◆ Requirement: Copy out the article on Facebook's facial recognition feature and Canadian users word for word, from its first sentence to its last.

◆ Reading passage:
:::
The social network is staying quiet on when Canadian users might get the controversial new feature. Plus, a University of Ottawa online privacy watchdog gives his take on how Facebook could actually use the technology to enhance user privacy
Facebook Inc. has opted against bringing its new facial recognition feature to Canadian users, offering no specific timeline on the technology’s arrival to the country.
The social networking giant’s “tag suggestion” feature, which attempts to automatically scan and identify the names of friends in uploaded Facebook photos, was announced in the U.S. late last year and has been rolled out to some regions. Facebook told The Globe and Mail on Wednesday that the company does not launch every feature it creates globally and has no current plans to push out the feature in Canada.
But the announcement won’t necessarily appease Canadian privacy activists.
David Fewer, director of Canadian Internet Policy and Public Interest Clinic at the University of Ottawa, said that Facebook needs to obtain active consent before it scans and collects the facial patterns and biometric data of any Canadian. He added that it is unclear from Facebook’s announcement if the social network is actually avoiding this collection among Canadian users.
“Facebook has simply said that it is not offering the service to or about Canadians,” he said.
The fact that Facebook has chosen not to offer this feature to Canadians as an opt-in service underscores the company’s lack of understanding on privacy, Fewer said.
:::
◆ Data extracts:
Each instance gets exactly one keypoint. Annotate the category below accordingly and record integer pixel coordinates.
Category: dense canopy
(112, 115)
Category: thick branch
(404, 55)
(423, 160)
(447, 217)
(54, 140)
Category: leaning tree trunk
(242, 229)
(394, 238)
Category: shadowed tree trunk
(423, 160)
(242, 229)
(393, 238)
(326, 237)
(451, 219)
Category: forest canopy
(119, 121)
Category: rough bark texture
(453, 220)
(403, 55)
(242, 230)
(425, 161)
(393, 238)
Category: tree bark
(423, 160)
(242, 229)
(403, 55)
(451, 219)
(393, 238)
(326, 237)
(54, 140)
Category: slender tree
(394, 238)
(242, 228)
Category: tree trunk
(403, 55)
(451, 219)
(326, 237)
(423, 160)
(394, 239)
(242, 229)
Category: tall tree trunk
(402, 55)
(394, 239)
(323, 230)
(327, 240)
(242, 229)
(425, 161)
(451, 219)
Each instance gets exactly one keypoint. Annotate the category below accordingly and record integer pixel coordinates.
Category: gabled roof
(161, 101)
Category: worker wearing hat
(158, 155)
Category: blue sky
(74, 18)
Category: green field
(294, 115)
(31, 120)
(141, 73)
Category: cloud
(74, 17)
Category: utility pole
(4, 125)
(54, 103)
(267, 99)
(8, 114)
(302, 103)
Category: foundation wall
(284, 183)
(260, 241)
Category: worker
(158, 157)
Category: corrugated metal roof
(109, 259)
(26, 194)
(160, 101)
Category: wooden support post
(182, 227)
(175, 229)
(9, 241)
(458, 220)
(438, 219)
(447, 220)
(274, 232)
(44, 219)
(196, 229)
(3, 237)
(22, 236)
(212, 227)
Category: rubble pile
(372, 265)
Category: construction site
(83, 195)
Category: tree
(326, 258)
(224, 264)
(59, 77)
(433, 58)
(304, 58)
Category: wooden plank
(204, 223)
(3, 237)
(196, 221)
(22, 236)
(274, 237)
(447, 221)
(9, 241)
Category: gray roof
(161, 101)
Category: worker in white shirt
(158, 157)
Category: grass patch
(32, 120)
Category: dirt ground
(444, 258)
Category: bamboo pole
:::
◆ Written response:
The social network is staying quiet on when Canadian users might get the controversial new feature. Plus, a University of Ottawa online privacy watchdog gives his take on how Facebook could actually use the technology to enhance user privacy
Facebook Inc. has opted against bringing its new facial recognition feature to Canadian users, offering no specific timeline on the technology’s arrival to the country.
The social networking giant’s “tag suggestion” feature, which attempts to automatically scan and identify the names of friends in uploaded Facebook photos, was announced in the U.S. late last year and has been rolled out to some regions. Facebook told The Globe and Mail on Wednesday that the company does not launch every feature it creates globally and has no current plans to push out the feature in Canada.
But the announcement won’t necessarily appease Canadian privacy activists.
David Fewer, director of Canadian Internet Policy and Public Interest Clinic at the University of Ottawa, said that Facebook needs to obtain active consent before it scans and collects the facial patterns and biometric data of any Canadian. He added that it is unclear from Facebook’s announcement if the social network is actually avoiding this collection among Canadian users.
“Facebook has simply said that it is not offering the service to or about Canadians,” he said.
The fact that Facebook has chosen not to offer this feature to Canadians as an opt-in service underscores the company’s lack of understanding on privacy, Fewer said.